His account begins with what he calls the "wars of the consuls" during the long period of Ottoman rule, 1516-1917. He focuses on diplomatic intrigues between the French, Germans, English, Greeks, and Russians to attain what he calls "spiritual imperialism," or religious primacy, over a city that is holy to all of Christianity's competing sects. Jerusalem entered a new phase when the Ottomans lost control of the city in 1917 to the British, who ruled it until 1948. Those three decades saw Jews and Muslims exert to establish rights over the city; during this time, the "spiritual imperialism" from outside largely waned. In retrospect, this would have been the moment to internationalize Jerusalem, but when the British relinquished their control in 1948, it was too late. Muslims and Jews were making war plans, which included control over Jerusalem.

Position annotation items:
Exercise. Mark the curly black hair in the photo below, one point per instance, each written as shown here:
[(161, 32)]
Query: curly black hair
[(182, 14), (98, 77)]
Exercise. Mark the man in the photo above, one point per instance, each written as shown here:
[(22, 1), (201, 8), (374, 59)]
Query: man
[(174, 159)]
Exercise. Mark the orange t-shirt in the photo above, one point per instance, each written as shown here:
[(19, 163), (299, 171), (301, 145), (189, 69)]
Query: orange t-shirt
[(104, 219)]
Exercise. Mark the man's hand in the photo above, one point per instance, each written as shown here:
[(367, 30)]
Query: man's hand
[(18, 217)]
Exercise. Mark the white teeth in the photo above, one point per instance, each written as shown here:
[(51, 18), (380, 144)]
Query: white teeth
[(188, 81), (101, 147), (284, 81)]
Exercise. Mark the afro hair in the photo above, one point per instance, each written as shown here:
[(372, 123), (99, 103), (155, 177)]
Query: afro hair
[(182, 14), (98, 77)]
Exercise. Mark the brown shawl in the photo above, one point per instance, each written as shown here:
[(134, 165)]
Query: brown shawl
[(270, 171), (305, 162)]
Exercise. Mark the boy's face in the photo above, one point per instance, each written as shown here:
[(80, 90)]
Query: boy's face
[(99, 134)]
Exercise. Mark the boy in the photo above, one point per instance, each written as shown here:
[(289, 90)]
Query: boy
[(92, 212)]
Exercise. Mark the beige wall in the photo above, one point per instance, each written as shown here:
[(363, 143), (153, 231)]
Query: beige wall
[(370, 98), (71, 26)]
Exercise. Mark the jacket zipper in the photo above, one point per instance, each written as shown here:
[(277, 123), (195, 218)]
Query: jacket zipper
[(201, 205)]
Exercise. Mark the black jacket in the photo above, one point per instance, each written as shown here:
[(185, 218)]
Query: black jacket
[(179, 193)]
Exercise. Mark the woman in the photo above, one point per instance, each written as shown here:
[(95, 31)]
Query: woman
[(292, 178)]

Task brief: Can you print everything from "His account begins" down to "control over Jerusalem." in the passage on Jerusalem, copied word for word?

Correct answer:
His account begins with what he calls the "wars of the consuls" during the long period of Ottoman rule, 1516-1917. He focuses on diplomatic intrigues between the French, Germans, English, Greeks, and Russians to attain what he calls "spiritual imperialism," or religious primacy, over a city that is holy to all of Christianity's competing sects. Jerusalem entered a new phase when the Ottomans lost control of the city in 1917 to the British, who ruled it until 1948. Those three decades saw Jews and Muslims exert to establish rights over the city; during this time, the "spiritual imperialism" from outside largely waned. In retrospect, this would have been the moment to internationalize Jerusalem, but when the British relinquished their control in 1948, it was too late. Muslims and Jews were making war plans, which included control over Jerusalem.